**Exercise instructions**
A - Print the part of the article on Elliot Stone that begins at the words "Shari Medini, Contributor" and stops after "amounts of booze.".
B - Name every person mentioned by name in the article on Elliot Stone.
C - In the article on Elliot Stone, at which firm is Jonathan Bixby a General Partner?

[Text provided — start]

Shari Medini, Contributor HuffPost.
In 2013, 30-year-old American Elliot Stone started his MBA in Europe and quickly learned that lots of alcohol and no sleep were a big part of the top business school social life. Partying and losing track of the amount of drinks was the norm and almost all students bonded over very large amounts of booze.
Post MBA, a friend introduced him to Jonathan Bixby, a serial entrepreneur and General Partner at Stanley Park Ventures Ltd. Bixby shared the article “The Irrationality of Alcoholics Anonymous” published in The Atlantic by Gabrielle Glaser in early 2015. “That story really ignited me!” says Stone. “We were both struck by how misleading all of the ‘common knowledge’ is when it comes to alcohol addiction.” Stone is referring to the many adages that roll off of so many of our tongues when someone presents a problem with substance use: she has to hit rock bottom, once an alcoholic always an alcoholic, quitting completely is the only way, etc.

[Text provided — finish]
[Supplied records — start]

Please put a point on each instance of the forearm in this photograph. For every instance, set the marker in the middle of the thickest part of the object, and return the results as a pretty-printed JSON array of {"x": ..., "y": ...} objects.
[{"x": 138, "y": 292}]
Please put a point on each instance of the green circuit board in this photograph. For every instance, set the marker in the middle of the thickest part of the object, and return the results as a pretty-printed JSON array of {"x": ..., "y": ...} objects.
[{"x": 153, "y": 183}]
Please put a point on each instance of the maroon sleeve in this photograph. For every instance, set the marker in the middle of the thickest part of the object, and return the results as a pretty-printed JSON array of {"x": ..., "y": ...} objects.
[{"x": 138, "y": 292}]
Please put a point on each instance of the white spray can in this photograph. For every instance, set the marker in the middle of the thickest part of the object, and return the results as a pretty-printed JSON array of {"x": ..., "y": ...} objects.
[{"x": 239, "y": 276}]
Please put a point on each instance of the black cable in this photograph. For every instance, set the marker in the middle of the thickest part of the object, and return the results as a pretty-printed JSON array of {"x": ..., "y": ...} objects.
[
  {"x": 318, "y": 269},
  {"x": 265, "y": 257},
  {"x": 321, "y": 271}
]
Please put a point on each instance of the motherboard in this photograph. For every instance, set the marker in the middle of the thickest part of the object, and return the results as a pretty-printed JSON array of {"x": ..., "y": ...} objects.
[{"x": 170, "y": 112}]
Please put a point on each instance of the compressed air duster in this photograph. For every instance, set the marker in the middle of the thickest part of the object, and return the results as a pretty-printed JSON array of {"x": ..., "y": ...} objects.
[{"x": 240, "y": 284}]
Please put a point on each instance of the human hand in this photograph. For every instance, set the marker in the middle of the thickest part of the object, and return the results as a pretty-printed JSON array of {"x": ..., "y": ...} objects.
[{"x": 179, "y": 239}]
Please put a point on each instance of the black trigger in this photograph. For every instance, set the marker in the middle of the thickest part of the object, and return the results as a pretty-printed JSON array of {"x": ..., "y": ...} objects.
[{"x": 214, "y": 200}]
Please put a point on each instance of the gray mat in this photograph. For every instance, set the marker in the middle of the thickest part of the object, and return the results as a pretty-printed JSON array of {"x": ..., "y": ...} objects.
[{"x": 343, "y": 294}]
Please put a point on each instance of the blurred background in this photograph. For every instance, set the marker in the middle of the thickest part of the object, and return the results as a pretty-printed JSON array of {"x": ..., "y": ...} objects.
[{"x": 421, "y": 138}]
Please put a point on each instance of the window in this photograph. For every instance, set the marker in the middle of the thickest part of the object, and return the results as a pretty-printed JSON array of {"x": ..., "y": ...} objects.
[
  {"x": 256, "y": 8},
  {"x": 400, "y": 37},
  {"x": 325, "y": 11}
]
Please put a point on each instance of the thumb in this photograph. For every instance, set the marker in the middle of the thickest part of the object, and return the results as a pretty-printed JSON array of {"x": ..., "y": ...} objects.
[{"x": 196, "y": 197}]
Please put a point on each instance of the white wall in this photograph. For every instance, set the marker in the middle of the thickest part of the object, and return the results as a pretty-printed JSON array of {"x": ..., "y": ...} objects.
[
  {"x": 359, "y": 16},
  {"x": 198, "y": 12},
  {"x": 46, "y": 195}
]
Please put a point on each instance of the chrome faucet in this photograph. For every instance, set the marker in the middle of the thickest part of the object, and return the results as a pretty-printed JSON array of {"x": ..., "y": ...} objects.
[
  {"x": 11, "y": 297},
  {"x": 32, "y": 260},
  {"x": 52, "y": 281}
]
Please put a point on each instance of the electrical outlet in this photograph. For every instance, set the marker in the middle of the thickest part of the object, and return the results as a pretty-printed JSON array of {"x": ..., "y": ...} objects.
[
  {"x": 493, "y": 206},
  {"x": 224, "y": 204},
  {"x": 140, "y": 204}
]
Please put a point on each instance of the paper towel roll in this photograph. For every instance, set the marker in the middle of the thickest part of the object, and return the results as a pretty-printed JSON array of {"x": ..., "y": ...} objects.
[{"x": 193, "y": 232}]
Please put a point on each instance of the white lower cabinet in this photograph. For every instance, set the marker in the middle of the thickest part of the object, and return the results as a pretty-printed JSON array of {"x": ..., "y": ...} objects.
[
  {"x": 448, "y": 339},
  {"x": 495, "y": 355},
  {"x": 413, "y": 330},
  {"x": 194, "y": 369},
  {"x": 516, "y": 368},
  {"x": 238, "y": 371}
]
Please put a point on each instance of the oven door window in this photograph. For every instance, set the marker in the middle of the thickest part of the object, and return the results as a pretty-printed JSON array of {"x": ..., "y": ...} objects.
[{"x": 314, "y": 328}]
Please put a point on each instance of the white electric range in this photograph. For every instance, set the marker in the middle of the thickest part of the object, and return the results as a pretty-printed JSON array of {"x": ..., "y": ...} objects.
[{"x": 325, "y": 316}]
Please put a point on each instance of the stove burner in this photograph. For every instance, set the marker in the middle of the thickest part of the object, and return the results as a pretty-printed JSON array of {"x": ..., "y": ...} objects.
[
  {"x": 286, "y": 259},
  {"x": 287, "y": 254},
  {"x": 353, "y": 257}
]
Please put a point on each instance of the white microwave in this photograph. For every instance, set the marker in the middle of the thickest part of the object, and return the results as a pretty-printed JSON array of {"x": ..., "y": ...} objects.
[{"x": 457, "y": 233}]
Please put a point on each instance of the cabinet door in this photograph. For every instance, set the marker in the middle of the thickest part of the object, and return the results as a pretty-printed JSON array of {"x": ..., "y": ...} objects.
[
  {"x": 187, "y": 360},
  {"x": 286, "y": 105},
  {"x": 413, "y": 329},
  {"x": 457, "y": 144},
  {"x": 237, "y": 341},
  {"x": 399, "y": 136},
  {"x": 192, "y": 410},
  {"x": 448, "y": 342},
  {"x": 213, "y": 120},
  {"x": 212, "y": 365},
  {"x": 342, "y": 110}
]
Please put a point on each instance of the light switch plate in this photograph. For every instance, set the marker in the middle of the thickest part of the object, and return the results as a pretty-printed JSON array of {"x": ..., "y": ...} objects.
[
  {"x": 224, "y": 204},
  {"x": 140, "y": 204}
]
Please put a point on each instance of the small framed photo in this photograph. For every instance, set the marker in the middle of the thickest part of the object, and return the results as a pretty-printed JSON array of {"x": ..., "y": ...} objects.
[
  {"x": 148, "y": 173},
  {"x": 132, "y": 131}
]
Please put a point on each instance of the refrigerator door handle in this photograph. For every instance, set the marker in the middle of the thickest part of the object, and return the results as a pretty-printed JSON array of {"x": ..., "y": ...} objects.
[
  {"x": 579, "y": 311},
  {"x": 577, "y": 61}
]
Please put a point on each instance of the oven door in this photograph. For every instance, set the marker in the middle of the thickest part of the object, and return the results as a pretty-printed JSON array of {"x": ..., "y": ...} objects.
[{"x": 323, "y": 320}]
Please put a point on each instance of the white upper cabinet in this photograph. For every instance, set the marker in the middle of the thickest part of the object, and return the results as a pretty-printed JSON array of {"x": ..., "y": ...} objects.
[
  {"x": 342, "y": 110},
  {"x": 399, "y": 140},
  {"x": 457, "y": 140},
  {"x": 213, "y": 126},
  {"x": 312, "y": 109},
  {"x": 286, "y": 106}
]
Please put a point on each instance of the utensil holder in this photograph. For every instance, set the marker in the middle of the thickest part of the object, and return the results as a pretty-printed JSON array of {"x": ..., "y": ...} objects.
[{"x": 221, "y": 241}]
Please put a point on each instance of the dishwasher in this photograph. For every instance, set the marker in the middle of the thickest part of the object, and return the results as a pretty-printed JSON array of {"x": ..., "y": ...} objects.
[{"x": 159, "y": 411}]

[Supplied records — finish]

**Answers per task**
A -
Shari Medini, Contributor HuffPost.
In 2013, 30-year-old American Elliot Stone started his MBA in Europe and quickly learned that lots of alcohol and no sleep were a big part of the top business school social life. Partying and losing track of the amount of drinks was the norm and almost all students bonded over very large amounts of booze.

B -
Shari Medini
Elliot Stone
Jonathan Bixby
Gabrielle Glaser

C - Stanley Park Ventures Ltd.